> [TASK REQUIREMENTS]:
Copy each of the following items verbatim, line for line, without altering any character.
- Opening Delimiter -
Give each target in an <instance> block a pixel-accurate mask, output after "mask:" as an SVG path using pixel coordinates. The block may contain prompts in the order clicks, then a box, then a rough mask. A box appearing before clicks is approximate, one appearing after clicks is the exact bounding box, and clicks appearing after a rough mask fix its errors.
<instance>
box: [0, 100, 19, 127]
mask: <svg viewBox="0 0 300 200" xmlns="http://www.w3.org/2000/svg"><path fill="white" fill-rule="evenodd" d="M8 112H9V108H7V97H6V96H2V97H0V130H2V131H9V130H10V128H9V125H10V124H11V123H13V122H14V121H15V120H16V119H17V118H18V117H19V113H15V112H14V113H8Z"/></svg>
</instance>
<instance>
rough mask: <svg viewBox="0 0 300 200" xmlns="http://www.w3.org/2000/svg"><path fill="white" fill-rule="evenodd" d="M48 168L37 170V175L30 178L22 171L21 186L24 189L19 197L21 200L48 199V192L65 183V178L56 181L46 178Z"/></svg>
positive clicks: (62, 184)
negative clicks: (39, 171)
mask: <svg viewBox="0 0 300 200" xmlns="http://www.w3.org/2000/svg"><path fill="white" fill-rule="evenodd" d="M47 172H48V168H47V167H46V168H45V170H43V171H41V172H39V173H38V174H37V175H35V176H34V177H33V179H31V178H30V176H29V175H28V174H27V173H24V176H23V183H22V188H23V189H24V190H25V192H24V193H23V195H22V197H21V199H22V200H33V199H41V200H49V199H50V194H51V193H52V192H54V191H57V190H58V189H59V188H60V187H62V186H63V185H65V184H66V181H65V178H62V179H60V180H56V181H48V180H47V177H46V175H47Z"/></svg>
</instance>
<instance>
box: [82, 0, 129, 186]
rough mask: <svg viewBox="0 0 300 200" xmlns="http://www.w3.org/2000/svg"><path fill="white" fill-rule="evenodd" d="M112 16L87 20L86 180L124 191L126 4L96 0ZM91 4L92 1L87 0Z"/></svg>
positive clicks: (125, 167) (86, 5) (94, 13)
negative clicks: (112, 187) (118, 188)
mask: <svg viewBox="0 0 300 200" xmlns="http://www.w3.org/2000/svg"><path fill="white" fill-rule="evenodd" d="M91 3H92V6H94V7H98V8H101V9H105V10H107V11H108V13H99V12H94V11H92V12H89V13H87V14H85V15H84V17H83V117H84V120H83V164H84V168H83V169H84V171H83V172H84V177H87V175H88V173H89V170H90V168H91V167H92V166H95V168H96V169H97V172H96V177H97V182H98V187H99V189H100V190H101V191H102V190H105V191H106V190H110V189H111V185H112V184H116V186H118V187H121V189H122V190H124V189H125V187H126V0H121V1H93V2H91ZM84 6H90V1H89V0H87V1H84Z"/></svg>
- Closing Delimiter -
> [RESULT OF THE EXERCISE]:
Give each target in an <instance> block a pixel-accurate mask, output after "mask:" as an SVG path using pixel coordinates. The block may contain prompts in the order clicks, then a box, then a rough mask. A box appearing before clicks is approximate, one appearing after clicks is the exact bounding box, and clicks appearing after a rough mask fix its errors.
<instance>
box: [0, 100, 19, 127]
mask: <svg viewBox="0 0 300 200" xmlns="http://www.w3.org/2000/svg"><path fill="white" fill-rule="evenodd" d="M8 112H9V108H7V97H6V96H2V97H0V130H2V131H9V130H10V128H9V125H10V124H11V123H13V122H14V121H15V120H16V119H17V118H18V117H19V113H15V112H14V113H8Z"/></svg>
</instance>
<instance>
rough mask: <svg viewBox="0 0 300 200" xmlns="http://www.w3.org/2000/svg"><path fill="white" fill-rule="evenodd" d="M48 168L37 170V175L30 178L22 171L21 186L24 189L19 197L21 200L48 199V192L65 183V178L56 181L46 178Z"/></svg>
positive clicks: (62, 184)
negative clicks: (39, 171)
mask: <svg viewBox="0 0 300 200" xmlns="http://www.w3.org/2000/svg"><path fill="white" fill-rule="evenodd" d="M47 172H48V168H47V167H46V168H45V170H43V171H41V172H39V173H38V174H37V175H35V176H34V177H33V179H31V178H30V176H29V175H28V174H27V173H24V176H23V183H22V188H23V189H24V190H25V192H24V193H23V195H22V197H21V199H22V200H33V199H41V200H49V199H50V194H51V193H52V192H54V191H57V190H58V189H59V188H60V187H62V186H63V185H65V184H66V181H65V178H62V179H60V180H56V181H48V180H47V177H46V175H47Z"/></svg>
</instance>
<instance>
box: [82, 0, 129, 186]
rough mask: <svg viewBox="0 0 300 200" xmlns="http://www.w3.org/2000/svg"><path fill="white" fill-rule="evenodd" d="M112 16L87 20L86 180L124 191L126 4L96 0ZM91 4L92 1L87 0Z"/></svg>
positive clicks: (125, 167) (86, 5) (94, 13)
negative clicks: (112, 187) (118, 188)
mask: <svg viewBox="0 0 300 200" xmlns="http://www.w3.org/2000/svg"><path fill="white" fill-rule="evenodd" d="M91 3H92V6H94V7H98V8H101V9H105V10H107V11H108V13H99V12H94V11H92V12H89V13H87V14H85V15H84V17H83V117H84V120H83V164H84V168H83V169H84V171H83V172H84V177H87V175H88V173H89V170H90V168H91V167H92V166H95V168H96V169H97V172H96V177H97V182H98V187H99V189H100V190H101V191H102V190H105V191H106V190H110V189H111V185H112V184H116V186H118V187H121V189H122V190H124V189H125V187H126V0H121V1H93V2H91ZM84 6H90V1H89V0H87V1H84Z"/></svg>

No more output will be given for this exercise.